(Task statement) Rescale the records from the beginning through the line containing "[[[0,102],[114,122],[191,103],[192,1],[0,0]]]", that line included, and reproduce every line, requests too. Multiply each coordinate in the answers by 0.7 and round to whole numbers, with halves rounded up.

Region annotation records
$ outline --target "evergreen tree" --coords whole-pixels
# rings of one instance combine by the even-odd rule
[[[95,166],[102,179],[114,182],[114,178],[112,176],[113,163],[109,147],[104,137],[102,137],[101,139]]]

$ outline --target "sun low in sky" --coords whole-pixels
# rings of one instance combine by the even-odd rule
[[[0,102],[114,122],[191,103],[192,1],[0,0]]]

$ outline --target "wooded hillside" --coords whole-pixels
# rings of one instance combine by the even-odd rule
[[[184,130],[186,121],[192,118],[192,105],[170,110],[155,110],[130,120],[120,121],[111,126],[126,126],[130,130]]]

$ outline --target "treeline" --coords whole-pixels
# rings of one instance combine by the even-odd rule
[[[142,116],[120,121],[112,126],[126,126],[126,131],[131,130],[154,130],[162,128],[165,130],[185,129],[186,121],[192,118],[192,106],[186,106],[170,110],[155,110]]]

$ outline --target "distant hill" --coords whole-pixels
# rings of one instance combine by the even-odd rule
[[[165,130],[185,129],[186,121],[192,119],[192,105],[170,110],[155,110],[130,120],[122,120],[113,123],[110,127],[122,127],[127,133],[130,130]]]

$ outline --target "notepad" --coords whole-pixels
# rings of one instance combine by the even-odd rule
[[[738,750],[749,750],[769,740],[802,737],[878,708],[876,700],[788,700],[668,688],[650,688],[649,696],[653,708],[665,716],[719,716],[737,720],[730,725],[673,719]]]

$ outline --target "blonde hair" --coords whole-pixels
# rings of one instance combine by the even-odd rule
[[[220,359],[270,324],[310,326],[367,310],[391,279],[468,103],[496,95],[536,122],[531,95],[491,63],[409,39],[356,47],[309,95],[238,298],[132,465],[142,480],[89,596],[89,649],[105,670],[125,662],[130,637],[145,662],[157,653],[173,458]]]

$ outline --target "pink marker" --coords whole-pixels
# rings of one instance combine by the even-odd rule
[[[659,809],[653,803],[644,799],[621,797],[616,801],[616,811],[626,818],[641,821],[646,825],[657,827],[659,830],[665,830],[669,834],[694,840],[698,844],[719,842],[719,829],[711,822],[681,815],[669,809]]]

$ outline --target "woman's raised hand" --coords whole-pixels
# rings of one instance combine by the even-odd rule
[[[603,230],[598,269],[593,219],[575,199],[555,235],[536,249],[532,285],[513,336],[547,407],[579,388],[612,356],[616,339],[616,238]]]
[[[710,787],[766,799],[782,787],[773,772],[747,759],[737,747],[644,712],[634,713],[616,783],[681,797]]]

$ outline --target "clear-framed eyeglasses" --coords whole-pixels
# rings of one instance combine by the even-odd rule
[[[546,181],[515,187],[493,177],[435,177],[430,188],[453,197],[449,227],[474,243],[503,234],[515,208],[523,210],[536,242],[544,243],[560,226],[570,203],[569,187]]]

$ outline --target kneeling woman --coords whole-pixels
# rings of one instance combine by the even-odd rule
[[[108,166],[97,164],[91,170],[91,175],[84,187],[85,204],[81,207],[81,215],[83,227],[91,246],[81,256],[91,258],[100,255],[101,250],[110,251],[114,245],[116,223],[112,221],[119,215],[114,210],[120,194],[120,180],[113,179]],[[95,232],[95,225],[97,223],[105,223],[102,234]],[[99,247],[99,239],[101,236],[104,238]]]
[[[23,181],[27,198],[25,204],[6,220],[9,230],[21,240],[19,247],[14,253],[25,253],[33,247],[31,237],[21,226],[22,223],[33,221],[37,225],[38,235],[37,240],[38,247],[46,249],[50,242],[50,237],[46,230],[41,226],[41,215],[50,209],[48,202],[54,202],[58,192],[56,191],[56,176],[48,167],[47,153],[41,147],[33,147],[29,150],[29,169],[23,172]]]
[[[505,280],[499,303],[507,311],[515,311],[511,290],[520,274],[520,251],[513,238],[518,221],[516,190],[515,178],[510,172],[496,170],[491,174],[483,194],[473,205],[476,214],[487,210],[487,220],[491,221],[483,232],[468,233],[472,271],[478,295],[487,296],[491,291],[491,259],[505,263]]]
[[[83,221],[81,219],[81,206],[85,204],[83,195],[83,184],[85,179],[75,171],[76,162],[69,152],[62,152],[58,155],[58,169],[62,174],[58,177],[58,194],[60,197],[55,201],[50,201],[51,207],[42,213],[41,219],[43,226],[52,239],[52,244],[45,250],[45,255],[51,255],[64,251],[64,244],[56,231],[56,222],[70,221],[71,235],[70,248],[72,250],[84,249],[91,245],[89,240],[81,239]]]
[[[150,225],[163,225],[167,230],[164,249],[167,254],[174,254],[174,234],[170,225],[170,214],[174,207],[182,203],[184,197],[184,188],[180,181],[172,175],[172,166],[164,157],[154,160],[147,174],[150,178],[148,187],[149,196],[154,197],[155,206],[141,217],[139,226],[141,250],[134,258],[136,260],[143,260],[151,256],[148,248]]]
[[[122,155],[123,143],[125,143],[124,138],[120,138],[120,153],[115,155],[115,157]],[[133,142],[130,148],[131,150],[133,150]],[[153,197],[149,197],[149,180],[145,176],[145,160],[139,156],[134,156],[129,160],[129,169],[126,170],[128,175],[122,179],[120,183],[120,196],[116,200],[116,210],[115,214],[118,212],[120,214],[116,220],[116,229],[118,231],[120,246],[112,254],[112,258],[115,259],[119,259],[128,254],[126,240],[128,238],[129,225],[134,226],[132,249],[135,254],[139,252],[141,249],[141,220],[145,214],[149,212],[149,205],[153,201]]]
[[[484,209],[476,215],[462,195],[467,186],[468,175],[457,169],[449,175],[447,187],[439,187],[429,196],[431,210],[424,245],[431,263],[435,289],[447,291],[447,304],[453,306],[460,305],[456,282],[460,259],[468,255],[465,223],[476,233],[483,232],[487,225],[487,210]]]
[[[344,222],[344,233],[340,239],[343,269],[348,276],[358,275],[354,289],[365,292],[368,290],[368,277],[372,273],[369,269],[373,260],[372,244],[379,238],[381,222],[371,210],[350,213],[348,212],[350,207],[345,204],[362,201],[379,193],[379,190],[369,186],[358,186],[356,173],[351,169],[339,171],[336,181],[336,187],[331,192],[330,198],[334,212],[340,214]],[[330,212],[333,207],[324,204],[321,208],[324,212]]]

(Full solution)
$ outline --target "evergreen tree" --coords whole-pixels
# rings of one instance combine by the even-odd rule
[[[67,116],[71,125],[80,127],[80,125],[78,123],[79,114],[76,103],[73,96],[71,96],[71,97]]]

$ outline --target "sun low in sky" --coords whole-pixels
# rings of one instance combine by the even-odd rule
[[[0,71],[80,85],[134,72],[134,1],[0,0]]]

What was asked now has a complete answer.